• **O que fazer**:
1. No texto sobre o dirigente comunista, que nome ele dá às leis do Governo que foram declaradas inconstitucionais?
2. Liste todas as siglas que aparecem no texto sobre o dirigente comunista.
3. Retome o texto sobre o dirigente comunista e o Governo da AD, escrevendo a continuação a partir da última frase.

• **Texto**:
---

Justificando aquela ideia o dirigente comunista considerou que o Governo tem sido «combatido pela poderosa vaga da luta popular e contrariado pelo funcionamento das instituições», que têm fracassado as suas «sucessivas e miseráveis golpaças», que as suas «leis subversivas» têm sido declaradas inconstitucionais, que a nível externo tem havido fiasco atrás de fiasco e que a AD está «roída por contradições na sua frágil maioria na AR» e «envolvida em casos de corrupção, escândalos e moralidades que tocam as altas instâncias do PPD e do CDS».

---

• **Dados extraídos**:

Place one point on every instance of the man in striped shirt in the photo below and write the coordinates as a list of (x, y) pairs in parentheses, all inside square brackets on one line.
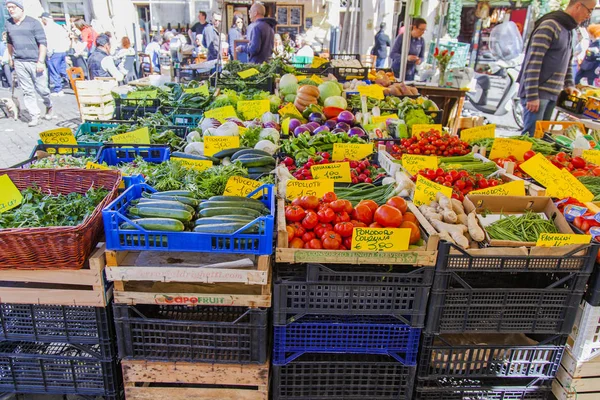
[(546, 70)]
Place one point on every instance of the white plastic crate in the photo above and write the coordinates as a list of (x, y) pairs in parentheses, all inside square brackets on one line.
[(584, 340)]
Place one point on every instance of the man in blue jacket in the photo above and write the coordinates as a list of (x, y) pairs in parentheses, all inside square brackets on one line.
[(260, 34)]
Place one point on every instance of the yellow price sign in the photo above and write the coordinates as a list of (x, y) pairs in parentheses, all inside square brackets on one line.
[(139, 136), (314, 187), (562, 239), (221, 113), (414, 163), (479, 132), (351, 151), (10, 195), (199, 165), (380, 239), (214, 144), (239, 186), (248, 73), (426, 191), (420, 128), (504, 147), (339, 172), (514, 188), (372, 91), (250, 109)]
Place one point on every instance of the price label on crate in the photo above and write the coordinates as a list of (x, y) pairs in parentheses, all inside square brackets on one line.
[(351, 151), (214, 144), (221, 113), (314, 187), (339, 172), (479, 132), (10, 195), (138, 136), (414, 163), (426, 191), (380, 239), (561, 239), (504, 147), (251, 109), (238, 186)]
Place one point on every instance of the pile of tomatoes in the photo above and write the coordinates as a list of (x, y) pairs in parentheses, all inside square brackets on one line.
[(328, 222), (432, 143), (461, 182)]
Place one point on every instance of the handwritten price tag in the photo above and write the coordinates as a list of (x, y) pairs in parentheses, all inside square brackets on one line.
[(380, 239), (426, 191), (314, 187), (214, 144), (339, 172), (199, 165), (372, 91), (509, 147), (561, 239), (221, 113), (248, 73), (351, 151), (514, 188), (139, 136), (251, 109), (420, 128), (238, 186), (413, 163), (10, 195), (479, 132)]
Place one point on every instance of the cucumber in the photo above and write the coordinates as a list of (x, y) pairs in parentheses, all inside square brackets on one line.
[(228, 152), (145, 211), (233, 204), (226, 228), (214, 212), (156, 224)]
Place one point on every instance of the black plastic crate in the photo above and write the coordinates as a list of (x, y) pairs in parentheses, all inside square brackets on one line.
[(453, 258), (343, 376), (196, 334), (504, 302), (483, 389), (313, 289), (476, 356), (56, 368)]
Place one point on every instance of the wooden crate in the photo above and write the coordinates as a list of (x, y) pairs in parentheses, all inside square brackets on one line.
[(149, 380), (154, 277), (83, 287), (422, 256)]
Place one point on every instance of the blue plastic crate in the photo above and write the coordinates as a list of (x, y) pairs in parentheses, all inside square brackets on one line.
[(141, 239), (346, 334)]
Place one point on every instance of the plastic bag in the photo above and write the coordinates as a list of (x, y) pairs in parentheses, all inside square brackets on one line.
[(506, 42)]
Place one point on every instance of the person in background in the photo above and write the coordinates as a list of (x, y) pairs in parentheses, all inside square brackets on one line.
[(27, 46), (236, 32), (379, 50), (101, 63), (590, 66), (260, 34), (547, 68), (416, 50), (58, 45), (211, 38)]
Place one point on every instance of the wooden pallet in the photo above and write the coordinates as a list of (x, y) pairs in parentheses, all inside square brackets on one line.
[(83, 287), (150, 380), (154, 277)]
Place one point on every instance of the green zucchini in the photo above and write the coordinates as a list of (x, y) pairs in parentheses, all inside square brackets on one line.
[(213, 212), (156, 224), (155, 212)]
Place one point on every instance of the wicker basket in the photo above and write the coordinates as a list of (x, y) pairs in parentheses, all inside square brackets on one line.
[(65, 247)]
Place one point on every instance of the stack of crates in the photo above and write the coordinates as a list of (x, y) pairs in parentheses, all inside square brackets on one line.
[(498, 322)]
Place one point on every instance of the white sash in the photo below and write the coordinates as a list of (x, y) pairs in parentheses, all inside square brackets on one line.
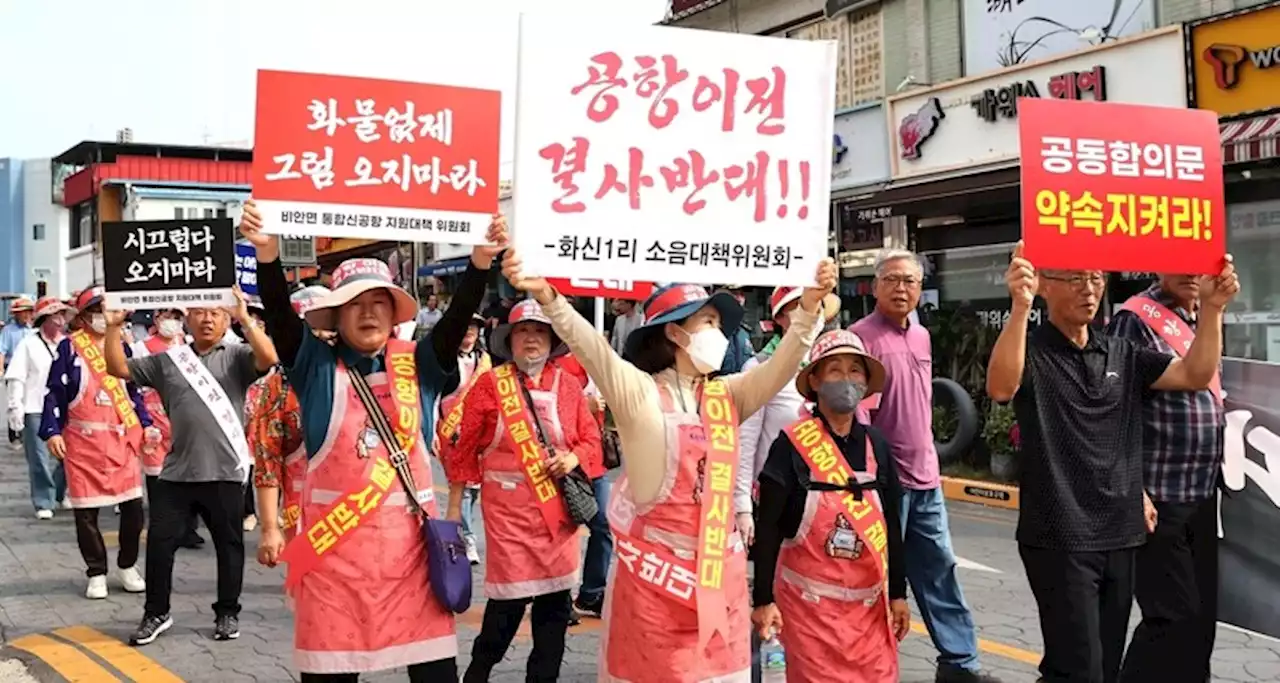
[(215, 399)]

---

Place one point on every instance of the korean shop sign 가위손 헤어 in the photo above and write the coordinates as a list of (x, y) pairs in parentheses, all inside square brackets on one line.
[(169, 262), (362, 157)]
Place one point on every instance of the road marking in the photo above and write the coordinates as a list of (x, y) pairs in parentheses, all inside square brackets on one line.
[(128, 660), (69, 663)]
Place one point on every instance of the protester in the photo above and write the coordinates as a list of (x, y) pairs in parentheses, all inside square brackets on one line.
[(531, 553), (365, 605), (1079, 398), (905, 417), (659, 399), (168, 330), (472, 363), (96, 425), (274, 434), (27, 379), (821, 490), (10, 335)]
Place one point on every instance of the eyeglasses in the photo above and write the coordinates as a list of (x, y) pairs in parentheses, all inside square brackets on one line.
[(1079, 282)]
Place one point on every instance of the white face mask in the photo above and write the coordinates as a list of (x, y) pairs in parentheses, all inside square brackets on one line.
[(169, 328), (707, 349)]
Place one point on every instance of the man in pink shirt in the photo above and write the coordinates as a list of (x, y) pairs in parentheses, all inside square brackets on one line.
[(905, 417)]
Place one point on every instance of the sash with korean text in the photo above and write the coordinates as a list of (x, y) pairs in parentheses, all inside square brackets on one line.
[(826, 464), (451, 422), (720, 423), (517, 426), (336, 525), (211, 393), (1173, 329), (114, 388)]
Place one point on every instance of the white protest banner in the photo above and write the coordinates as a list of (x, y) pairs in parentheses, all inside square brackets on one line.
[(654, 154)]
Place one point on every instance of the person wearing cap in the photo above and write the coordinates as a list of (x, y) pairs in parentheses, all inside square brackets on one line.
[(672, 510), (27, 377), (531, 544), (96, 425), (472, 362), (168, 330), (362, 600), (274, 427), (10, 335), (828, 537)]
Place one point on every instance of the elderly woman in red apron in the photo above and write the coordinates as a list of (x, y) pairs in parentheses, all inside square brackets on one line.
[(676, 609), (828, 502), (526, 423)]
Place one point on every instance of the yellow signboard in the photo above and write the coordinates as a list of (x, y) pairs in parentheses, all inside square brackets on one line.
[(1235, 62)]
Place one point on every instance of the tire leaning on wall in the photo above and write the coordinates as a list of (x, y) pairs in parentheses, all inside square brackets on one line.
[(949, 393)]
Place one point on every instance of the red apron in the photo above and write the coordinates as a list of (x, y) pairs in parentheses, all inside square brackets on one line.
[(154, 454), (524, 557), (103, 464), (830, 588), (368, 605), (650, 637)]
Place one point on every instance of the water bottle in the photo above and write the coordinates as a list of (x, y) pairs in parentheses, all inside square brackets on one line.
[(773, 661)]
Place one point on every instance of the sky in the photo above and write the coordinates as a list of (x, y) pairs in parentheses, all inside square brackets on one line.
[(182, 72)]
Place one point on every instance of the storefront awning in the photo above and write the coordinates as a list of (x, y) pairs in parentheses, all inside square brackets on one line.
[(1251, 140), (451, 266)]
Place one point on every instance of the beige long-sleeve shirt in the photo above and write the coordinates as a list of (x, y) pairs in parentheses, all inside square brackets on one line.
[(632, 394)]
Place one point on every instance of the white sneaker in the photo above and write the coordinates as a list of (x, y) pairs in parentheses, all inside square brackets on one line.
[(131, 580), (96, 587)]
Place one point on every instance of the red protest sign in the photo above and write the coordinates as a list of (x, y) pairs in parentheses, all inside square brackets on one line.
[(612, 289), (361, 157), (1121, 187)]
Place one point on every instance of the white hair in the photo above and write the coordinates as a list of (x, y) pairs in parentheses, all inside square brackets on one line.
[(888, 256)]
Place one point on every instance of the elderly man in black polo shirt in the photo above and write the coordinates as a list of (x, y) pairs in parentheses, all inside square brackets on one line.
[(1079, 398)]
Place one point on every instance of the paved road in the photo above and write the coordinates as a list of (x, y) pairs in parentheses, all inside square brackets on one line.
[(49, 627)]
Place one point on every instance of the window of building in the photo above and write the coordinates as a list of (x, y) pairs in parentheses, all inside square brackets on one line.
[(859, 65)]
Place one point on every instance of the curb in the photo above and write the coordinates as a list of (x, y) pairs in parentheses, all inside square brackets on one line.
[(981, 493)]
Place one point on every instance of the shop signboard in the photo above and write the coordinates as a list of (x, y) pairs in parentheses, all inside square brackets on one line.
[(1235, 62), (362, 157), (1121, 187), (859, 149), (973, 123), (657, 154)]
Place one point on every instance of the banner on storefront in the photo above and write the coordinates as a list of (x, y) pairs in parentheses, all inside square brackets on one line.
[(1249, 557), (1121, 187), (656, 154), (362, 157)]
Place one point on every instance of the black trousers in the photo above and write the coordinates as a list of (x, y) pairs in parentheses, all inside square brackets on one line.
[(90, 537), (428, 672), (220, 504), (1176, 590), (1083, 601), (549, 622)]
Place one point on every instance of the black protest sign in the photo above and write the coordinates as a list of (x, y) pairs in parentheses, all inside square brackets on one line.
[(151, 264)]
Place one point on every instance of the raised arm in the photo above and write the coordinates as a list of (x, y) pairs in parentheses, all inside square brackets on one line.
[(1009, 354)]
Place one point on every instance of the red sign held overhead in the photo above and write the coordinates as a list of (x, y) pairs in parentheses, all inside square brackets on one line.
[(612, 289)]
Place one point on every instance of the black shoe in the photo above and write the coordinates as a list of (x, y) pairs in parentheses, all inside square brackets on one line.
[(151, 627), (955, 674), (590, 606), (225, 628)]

---

• **Respostas por tarefa**:
1. Ele as chama de «leis subversivas».

2. AD, AR, PPD, CDS

3.
Perante esta situação Álvaro Cunhal afirmou que, «no quadro das instituições e da legalidade democrática, tudo devemos fazer para que antes das próximas eleições para a AR, Sá Carneiro vá para a rua». Mas se não for para a rua – acentuou - até às eleições, «é necessário que vá para a rua com o resultado das eleições». Temos de derrubar a reacção e colocá-la novamente em minoria na AR – acrescentou o secretário-geral do PCP, considerando que «nos meses que estamos a atravessar é a vida ou a morte da democracia que está em jogo». No seguimento desta afirmação Álvaro Cunhal apelou a todos os presentes – o pavilhão não registava a enchente de outras alturas, apesar do momento político que atravessamos – para a unidade «designadamente de comunistas e socialistas».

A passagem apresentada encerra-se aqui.